» **THE TASK**
Can you reproduce the records from their first line up to and including the line containing "M 176 223 L", changing "diced carrot piece" to "carrot cube" and leaving everything else untouched?
-- Start SUPPLIED ENTRIES --
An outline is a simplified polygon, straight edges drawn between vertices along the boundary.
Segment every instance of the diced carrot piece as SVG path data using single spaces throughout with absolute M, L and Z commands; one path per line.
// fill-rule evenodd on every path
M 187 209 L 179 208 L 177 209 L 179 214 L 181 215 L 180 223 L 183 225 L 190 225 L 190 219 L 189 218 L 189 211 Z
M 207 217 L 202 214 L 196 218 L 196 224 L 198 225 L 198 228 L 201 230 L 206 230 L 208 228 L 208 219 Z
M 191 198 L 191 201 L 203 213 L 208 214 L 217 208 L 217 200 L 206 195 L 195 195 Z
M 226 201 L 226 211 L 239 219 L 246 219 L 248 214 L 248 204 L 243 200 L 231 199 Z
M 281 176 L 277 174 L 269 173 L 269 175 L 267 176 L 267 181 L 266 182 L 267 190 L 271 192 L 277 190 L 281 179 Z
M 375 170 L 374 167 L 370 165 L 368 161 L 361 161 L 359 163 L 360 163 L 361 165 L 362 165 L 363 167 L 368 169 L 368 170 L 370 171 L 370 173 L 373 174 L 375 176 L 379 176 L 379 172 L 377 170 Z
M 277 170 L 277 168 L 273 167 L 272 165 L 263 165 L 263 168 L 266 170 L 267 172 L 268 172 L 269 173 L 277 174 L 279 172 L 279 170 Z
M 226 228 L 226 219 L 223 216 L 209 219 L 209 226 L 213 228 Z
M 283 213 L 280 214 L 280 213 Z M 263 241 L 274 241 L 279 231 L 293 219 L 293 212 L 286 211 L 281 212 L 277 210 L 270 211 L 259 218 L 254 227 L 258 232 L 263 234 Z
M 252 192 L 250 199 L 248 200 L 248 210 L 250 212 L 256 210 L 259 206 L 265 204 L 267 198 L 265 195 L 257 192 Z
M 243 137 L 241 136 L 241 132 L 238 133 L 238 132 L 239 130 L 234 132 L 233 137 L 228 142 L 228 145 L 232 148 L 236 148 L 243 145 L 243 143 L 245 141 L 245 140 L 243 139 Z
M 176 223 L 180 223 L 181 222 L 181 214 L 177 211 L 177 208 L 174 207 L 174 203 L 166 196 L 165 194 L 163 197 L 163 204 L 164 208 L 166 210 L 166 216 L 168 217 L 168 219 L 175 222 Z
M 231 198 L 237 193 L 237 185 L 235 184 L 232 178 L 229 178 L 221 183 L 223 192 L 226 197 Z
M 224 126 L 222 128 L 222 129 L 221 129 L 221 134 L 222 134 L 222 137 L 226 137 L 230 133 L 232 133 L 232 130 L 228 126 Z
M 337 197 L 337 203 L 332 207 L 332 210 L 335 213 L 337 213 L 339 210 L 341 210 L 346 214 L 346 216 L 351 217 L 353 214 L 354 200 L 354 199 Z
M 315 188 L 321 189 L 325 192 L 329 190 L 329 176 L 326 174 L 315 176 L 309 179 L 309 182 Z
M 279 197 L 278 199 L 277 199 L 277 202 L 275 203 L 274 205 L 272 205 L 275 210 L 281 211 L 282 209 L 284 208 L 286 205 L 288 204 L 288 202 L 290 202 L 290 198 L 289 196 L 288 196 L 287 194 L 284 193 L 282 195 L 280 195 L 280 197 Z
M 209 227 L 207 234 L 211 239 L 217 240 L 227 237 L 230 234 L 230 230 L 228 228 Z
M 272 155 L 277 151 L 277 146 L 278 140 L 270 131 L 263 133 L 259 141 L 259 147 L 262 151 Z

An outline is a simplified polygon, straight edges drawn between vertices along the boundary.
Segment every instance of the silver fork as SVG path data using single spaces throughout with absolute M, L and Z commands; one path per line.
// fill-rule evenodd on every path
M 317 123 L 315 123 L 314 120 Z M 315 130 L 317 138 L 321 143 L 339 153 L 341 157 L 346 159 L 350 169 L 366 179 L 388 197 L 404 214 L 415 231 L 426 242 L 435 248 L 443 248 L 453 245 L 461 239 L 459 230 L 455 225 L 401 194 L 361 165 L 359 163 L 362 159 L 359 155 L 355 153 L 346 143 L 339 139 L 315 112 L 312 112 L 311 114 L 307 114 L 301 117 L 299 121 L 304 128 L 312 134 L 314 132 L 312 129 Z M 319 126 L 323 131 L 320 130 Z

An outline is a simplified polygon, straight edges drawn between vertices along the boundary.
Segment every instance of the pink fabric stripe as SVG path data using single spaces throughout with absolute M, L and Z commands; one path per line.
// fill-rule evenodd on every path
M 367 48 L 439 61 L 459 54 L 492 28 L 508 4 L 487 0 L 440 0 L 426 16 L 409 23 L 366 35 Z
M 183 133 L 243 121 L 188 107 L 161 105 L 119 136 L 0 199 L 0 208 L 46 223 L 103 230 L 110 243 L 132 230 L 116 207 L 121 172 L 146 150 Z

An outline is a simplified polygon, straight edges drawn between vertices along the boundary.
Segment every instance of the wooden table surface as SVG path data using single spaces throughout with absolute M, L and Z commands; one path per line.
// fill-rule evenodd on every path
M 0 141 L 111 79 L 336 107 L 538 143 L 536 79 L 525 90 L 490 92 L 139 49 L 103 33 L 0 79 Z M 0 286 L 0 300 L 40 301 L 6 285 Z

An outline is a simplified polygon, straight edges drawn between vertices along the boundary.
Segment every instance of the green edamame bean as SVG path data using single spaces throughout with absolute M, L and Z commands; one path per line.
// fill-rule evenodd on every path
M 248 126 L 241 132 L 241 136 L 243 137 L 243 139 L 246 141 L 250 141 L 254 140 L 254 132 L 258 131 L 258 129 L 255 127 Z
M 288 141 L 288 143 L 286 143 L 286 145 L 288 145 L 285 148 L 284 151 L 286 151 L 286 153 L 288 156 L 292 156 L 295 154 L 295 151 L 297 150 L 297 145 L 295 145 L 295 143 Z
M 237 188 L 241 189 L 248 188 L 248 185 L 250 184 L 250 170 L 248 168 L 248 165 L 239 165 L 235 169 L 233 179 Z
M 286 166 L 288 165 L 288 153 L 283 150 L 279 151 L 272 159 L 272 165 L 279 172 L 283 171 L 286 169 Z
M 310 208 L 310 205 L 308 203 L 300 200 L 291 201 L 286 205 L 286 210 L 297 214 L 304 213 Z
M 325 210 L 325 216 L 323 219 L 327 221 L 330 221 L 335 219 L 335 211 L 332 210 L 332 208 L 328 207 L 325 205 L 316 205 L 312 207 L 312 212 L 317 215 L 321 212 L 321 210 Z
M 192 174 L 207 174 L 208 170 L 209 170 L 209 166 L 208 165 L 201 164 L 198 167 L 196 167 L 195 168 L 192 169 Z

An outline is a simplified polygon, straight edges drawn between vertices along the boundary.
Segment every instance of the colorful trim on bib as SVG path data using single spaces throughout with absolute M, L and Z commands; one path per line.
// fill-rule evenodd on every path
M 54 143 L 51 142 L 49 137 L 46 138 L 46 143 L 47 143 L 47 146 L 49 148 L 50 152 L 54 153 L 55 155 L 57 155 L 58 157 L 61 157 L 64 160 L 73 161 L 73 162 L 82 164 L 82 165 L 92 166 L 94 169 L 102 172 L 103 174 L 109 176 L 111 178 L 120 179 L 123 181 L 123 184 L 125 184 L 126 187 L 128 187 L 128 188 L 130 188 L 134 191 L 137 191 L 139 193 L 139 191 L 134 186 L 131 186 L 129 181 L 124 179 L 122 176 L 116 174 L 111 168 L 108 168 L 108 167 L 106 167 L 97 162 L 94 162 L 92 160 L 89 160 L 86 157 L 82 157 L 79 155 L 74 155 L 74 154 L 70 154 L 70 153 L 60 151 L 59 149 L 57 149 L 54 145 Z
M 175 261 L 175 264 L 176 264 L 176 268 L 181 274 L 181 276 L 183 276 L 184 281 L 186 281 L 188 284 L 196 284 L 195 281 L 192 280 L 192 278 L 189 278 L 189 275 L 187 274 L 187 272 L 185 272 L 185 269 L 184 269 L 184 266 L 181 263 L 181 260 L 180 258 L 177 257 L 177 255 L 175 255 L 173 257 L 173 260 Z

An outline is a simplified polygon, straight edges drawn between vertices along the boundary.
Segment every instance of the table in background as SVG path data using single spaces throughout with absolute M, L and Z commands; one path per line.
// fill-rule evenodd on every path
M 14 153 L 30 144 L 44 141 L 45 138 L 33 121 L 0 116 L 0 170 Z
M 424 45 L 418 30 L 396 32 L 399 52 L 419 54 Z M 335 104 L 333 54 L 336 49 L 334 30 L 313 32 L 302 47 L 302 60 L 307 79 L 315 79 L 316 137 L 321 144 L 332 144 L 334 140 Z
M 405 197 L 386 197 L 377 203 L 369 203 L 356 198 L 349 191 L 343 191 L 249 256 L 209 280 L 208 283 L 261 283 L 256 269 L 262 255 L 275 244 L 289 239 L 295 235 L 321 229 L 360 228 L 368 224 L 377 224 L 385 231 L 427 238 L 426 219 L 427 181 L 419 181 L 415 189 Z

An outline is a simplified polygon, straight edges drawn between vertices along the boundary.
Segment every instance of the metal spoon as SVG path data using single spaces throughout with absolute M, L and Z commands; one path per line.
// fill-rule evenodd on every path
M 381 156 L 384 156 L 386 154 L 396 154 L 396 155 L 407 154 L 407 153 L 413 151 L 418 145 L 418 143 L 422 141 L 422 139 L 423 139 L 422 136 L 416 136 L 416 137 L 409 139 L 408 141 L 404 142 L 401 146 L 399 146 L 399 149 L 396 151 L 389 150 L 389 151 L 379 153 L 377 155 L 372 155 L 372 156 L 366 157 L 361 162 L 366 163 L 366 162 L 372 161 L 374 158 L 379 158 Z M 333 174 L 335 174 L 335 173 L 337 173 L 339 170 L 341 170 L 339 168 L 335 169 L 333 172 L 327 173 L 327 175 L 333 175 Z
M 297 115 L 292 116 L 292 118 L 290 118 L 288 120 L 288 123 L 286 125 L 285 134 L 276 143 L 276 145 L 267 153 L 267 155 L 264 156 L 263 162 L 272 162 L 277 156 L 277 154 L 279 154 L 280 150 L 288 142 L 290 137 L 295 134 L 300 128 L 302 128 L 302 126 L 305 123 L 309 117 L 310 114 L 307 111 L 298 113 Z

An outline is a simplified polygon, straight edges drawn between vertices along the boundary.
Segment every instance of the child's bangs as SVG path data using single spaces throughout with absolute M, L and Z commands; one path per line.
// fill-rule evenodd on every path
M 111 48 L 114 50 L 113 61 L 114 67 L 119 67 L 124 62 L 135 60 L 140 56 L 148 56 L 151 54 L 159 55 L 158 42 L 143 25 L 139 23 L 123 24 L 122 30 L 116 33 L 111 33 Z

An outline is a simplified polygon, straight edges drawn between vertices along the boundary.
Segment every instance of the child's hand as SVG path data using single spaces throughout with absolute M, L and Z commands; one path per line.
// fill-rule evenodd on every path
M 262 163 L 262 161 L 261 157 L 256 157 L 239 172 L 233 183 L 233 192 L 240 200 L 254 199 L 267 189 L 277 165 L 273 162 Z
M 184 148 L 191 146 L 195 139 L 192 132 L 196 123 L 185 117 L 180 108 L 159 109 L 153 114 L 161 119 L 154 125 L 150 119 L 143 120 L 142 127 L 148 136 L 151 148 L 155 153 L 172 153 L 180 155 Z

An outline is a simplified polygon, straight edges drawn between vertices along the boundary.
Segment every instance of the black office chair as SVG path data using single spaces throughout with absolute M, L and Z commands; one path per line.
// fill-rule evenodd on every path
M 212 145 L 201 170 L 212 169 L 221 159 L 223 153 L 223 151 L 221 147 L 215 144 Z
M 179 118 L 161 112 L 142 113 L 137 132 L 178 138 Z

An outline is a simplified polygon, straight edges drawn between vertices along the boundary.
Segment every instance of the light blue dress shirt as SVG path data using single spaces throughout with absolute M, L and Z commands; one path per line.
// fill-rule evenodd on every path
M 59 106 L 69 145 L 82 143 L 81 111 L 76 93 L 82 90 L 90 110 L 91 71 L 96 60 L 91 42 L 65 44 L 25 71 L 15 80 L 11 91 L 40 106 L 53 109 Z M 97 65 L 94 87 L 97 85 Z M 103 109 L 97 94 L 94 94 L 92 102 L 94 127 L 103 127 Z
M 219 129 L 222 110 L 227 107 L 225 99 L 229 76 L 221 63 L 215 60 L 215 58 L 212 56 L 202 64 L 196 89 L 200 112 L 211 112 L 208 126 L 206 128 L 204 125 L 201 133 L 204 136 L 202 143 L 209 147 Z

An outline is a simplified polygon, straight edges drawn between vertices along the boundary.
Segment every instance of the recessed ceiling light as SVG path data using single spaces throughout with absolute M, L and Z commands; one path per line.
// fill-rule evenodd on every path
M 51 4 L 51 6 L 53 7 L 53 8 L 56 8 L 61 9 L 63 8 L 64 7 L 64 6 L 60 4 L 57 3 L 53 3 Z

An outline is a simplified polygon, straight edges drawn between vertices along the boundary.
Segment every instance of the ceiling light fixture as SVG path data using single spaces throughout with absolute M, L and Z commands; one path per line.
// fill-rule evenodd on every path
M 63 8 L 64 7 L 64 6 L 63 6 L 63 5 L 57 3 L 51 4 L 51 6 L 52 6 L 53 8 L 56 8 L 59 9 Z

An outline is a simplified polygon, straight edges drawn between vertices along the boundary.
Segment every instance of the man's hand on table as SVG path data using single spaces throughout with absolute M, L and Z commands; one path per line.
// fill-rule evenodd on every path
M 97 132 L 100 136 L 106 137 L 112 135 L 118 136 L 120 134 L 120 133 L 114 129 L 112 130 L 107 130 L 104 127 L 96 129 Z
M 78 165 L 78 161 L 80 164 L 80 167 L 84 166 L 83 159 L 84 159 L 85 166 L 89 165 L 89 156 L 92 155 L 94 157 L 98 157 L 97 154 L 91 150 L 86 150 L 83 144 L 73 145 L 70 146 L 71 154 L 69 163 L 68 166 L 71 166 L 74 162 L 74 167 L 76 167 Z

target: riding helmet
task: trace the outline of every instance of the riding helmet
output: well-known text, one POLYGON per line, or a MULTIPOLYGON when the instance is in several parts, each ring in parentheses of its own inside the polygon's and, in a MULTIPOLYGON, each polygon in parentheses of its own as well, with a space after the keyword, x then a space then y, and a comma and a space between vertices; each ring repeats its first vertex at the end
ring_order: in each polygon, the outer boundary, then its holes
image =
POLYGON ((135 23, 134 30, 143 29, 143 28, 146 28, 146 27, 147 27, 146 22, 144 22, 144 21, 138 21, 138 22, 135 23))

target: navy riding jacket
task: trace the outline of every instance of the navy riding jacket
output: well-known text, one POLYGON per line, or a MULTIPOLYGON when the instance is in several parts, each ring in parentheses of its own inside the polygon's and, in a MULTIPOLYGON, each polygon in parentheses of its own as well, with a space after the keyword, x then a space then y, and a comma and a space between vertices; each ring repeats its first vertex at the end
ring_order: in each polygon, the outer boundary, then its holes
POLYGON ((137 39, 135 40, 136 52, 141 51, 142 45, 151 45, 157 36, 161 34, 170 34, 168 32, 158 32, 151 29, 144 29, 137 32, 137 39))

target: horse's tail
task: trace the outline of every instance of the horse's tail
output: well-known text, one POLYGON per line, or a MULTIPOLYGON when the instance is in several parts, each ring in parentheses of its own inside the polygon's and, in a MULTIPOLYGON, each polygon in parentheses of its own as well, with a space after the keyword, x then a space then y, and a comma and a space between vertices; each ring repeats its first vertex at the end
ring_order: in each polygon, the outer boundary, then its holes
-- End SUPPLIED ENTRIES --
» **SOLUTION FOR THIS PROBLEM**
An outline is a simplified polygon, straight edges drawn between vertices along the boundary.
Segment every instance of the carrot cube as SVG path data using single spaces throughout with absolute M, L and Z commands; one path per line.
// fill-rule evenodd on every path
M 187 209 L 179 208 L 177 209 L 179 214 L 181 215 L 180 223 L 183 225 L 190 225 L 190 219 L 189 218 L 189 211 Z
M 207 217 L 202 214 L 196 218 L 196 224 L 198 225 L 198 228 L 201 230 L 206 230 L 208 228 L 208 219 Z
M 191 198 L 191 201 L 203 213 L 208 214 L 217 208 L 217 200 L 206 195 L 195 195 Z
M 226 201 L 226 211 L 239 219 L 246 219 L 248 214 L 248 204 L 243 200 L 231 199 Z
M 281 176 L 277 174 L 269 173 L 269 175 L 267 176 L 267 181 L 266 182 L 267 190 L 271 192 L 277 190 L 281 179 Z
M 375 170 L 374 167 L 370 165 L 368 161 L 361 161 L 359 163 L 360 163 L 361 165 L 362 165 L 363 167 L 368 169 L 368 170 L 370 171 L 370 173 L 373 174 L 375 176 L 379 176 L 379 172 L 377 170 Z
M 277 170 L 277 168 L 273 167 L 272 165 L 263 165 L 263 168 L 266 170 L 267 172 L 268 172 L 269 173 L 277 174 L 279 172 L 279 170 Z
M 226 228 L 226 219 L 223 216 L 209 219 L 209 226 L 213 228 Z
M 283 213 L 280 214 L 280 213 Z M 263 241 L 274 241 L 279 231 L 293 219 L 293 212 L 286 211 L 281 212 L 277 210 L 270 211 L 259 218 L 254 227 L 258 232 L 263 234 Z
M 252 192 L 250 199 L 248 200 L 248 210 L 250 212 L 256 210 L 259 206 L 265 204 L 267 198 L 265 195 L 257 192 Z
M 243 137 L 241 136 L 241 132 L 238 133 L 238 132 L 239 130 L 234 132 L 233 137 L 228 142 L 228 145 L 232 148 L 236 148 L 243 145 L 243 143 L 245 141 L 245 140 L 243 139 Z
M 176 223 L 180 223 L 181 222 L 181 214 L 177 211 L 177 208 L 174 207 L 174 203 L 166 196 L 165 194 L 163 197 L 163 204 L 164 208 L 166 210 L 166 216 L 168 217 L 168 219 L 175 222 Z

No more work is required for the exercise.